## [PROMPT]
Reproduce the data word for word, starting at its very first line and ending at the line containing "[[127, 314, 700, 500]]", with that line included.

## [GIVEN INFORMATION]
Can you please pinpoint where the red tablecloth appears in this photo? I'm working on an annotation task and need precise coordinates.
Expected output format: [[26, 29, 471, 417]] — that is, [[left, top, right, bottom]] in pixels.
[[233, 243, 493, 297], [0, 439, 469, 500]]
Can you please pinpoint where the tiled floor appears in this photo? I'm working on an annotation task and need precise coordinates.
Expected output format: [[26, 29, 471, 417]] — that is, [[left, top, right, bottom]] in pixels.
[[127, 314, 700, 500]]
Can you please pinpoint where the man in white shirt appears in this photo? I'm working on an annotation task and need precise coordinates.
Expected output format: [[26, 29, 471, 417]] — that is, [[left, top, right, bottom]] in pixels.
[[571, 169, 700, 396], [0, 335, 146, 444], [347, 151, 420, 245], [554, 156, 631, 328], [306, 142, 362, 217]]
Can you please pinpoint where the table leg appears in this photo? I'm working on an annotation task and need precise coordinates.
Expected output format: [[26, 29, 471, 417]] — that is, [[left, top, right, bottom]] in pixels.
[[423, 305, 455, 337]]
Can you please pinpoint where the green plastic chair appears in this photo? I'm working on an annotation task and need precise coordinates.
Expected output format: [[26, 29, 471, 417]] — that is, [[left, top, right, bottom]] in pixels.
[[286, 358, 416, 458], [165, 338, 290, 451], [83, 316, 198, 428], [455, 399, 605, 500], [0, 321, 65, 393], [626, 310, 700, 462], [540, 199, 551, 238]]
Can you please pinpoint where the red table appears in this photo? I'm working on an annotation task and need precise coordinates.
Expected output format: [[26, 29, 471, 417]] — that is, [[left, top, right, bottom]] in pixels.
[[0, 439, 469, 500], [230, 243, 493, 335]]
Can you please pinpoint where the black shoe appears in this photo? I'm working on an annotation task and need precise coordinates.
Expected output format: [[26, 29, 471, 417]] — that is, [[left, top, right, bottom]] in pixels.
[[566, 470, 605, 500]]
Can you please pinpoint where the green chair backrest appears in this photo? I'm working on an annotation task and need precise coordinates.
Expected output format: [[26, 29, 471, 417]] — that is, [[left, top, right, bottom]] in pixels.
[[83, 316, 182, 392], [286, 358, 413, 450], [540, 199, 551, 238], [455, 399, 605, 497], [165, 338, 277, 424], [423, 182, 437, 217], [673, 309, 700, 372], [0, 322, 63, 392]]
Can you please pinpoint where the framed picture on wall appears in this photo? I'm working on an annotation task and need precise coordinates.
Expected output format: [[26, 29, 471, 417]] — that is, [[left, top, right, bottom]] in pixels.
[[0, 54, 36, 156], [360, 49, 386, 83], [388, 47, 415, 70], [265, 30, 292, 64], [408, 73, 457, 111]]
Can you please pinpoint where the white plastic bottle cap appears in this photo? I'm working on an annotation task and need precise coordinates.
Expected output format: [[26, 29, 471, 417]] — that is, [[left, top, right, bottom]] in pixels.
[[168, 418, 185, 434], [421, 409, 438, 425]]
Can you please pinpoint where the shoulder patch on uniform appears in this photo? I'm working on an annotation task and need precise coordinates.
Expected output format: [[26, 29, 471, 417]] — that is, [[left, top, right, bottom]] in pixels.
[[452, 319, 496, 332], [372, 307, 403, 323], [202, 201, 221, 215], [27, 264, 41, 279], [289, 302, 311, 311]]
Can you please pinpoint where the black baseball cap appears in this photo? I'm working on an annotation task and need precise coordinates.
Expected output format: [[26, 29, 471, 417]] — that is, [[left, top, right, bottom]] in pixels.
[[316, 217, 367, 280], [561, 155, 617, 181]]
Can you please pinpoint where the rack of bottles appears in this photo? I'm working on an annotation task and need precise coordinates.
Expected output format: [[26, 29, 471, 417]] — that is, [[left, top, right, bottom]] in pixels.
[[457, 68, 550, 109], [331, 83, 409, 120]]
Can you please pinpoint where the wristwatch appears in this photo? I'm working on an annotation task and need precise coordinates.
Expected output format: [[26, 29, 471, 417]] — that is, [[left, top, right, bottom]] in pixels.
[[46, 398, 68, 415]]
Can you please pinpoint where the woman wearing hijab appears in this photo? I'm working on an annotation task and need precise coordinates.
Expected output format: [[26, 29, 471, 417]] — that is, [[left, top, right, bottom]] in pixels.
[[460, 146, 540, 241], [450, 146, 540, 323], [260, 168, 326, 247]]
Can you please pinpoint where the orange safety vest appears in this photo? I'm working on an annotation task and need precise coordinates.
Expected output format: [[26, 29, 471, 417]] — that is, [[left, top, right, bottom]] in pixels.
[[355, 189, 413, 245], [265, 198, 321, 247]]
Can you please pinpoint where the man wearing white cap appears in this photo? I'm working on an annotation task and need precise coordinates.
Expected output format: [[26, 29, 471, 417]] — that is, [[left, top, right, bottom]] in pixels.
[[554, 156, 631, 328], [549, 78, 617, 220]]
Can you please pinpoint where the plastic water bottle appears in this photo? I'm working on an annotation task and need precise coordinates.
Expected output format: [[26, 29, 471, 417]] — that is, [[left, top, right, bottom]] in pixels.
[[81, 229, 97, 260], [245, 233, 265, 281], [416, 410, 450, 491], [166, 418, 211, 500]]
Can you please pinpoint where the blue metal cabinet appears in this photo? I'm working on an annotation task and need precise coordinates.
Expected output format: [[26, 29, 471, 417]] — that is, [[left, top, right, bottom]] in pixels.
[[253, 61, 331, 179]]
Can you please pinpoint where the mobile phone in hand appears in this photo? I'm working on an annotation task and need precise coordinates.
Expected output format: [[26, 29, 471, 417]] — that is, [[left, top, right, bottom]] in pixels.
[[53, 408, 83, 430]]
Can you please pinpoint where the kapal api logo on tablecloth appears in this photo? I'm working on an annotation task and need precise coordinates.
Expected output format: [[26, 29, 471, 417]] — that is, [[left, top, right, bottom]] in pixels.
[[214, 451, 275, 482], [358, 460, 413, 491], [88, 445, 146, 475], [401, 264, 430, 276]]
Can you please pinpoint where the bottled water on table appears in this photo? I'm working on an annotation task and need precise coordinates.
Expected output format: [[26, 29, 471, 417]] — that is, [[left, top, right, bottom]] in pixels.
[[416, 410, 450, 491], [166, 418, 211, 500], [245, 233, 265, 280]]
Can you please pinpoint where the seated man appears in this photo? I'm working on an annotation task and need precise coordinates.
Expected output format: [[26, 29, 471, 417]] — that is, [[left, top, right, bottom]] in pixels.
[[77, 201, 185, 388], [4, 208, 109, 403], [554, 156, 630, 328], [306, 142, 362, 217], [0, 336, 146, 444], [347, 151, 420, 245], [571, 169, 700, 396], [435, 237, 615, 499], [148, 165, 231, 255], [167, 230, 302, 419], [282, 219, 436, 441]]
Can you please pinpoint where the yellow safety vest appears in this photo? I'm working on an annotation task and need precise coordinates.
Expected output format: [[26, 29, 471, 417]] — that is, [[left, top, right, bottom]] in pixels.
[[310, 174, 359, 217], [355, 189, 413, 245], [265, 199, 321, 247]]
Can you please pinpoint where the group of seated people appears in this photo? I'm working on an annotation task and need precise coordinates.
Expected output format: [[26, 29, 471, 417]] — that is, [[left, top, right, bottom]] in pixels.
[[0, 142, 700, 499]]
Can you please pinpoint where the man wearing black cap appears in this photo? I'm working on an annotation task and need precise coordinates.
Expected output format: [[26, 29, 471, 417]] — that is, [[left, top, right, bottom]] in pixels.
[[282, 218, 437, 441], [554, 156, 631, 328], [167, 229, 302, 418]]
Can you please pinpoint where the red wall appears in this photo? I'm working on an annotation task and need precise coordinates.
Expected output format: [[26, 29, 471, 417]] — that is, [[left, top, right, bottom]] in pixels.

## [FINISHED TASK]
Can you please pinpoint where the red tablecloth appears in this photo? I'm working on an annotation task and need precise coordinates.
Expected output format: [[26, 29, 471, 417]] — that is, [[left, top, right, bottom]] in pixels.
[[233, 243, 493, 297], [0, 439, 469, 500]]
Can you please pinpoint where the tiled floor appears in this photo? I'm working on an annotation task and need precise coordinates.
Expected output format: [[26, 29, 471, 417]] — that is, [[left, top, right, bottom]] in pixels.
[[127, 314, 700, 500]]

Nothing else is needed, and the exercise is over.